Jesús apunta más alto en nuestra peregrinación. Si vamos juntos, si aprendemos a vivir en la esperanza de los discípulos, nos alejaremos de la mentalidad de nuestro mundo.
Somos discípulos cuando el amor de Dios es nuestro paso; no mis intereses o los de mi grupo, no mi forma de entender las cosas. Actuamos como hijos de Dios cuando amamos a los enemigos. Jesús nos pide ser todo amor, todo generosidad. Esta desmedida del amor tiene su fundamento en la desmedida de la misericordia de Dios, que es todo bondad. Al odio, a la crispación, al enfrentamiento tan de moda hoy, solo se combate con el corazón asentado en Dios. La espiral de violencia se combate con una respuesta de amor. Este es el legado de Jesús que la Iglesia ha recibido y desea conservar y poner en práctica.
Así, queridos hermanos y hermanas, en este año jubilar, nos hacemos peregrinos de esperanza que descubren en tantas situaciones y circunstancias de nuestra diócesis, de nuestro mundo, esos “signos de los tiempos” que el Señor quiere que transformemos en signos, en llamadas de esperanza. Es decir, en obras que hagan viva y tangible la esperanza. La esperanza no es un don que se vive de un modo individual, sino que implica el compromiso de hacerla presente y eficaz en la comunidad y en la sociedad. No dejéis de señalar sus brotes.
El Papa nos ha convocado a ponernos en camino, a peregrinar hacia la puerta santa, a un encuentro vivo y personal con el Señor Jesús, “puerta de salvación” que conlleve una profunda renovación y conversión de nuestras comunidades para ser discípulos misioneros que anuncien a todos a Jesucristo, “nuestra esperanza.” Por eso os pido que no dejéis de construir comunidades vivas y sinodales.
Anunciar la esperanza a una sociedad desesperanzada que vive una crisis de sentido, o en la espera con una esperanza fluida que se diluye ante las preguntas más apremiantes del espíritu humano, como el dolor, las injusticias, la muerte y el más allá.

+++

*EJERCICIOS PROPUESTOS*:
A. Responde a partir del fragmento sobre la esperanza:
(i) ¿Cuándo actuamos como hijos de Dios?
(ii) Además de no vivirse de un modo individual, ¿qué implica la esperanza?
(iii) ¿Hacia dónde nos ha convocado el Papa a peregrinar?
B. Transcribe sin cambios el pasaje del fragmento sobre la esperanza que empieza en las palabras "Así, queridos hermanos" y termina tras "señalar sus brotes.".

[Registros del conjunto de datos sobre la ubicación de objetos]
+++

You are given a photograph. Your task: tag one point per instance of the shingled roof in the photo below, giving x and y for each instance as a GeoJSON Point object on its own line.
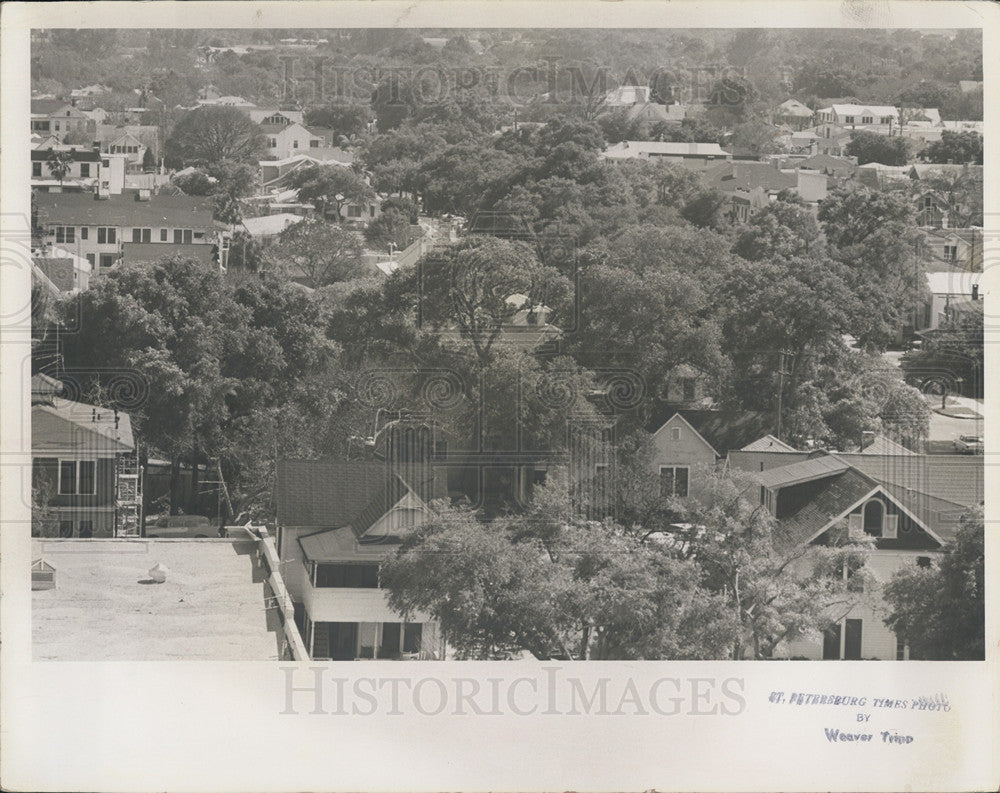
{"type": "Point", "coordinates": [125, 210]}
{"type": "Point", "coordinates": [329, 494]}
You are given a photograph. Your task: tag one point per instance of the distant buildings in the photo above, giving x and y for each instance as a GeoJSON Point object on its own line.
{"type": "Point", "coordinates": [134, 226]}
{"type": "Point", "coordinates": [696, 156]}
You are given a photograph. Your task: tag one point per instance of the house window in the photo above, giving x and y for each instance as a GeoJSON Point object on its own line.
{"type": "Point", "coordinates": [77, 477]}
{"type": "Point", "coordinates": [347, 576]}
{"type": "Point", "coordinates": [673, 481]}
{"type": "Point", "coordinates": [873, 520]}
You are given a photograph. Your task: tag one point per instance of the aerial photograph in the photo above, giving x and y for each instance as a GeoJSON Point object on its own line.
{"type": "Point", "coordinates": [507, 344]}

+++

*SOLUCIONES DESARROLLADAS*:
A.
(i) Cuando amamos a los enemigos.
(ii) El compromiso de hacerla presente y eficaz en la comunidad y en la sociedad.
(iii) Hacia la puerta santa.

B.
Así, queridos hermanos y hermanas, en este año jubilar, nos hacemos peregrinos de esperanza que descubren en tantas situaciones y circunstancias de nuestra diócesis, de nuestro mundo, esos “signos de los tiempos” que el Señor quiere que transformemos en signos, en llamadas de esperanza. Es decir, en obras que hagan viva y tangible la esperanza. La esperanza no es un don que se vive de un modo individual, sino que implica el compromiso de hacerla presente y eficaz en la comunidad y en la sociedad. No dejéis de señalar sus brotes.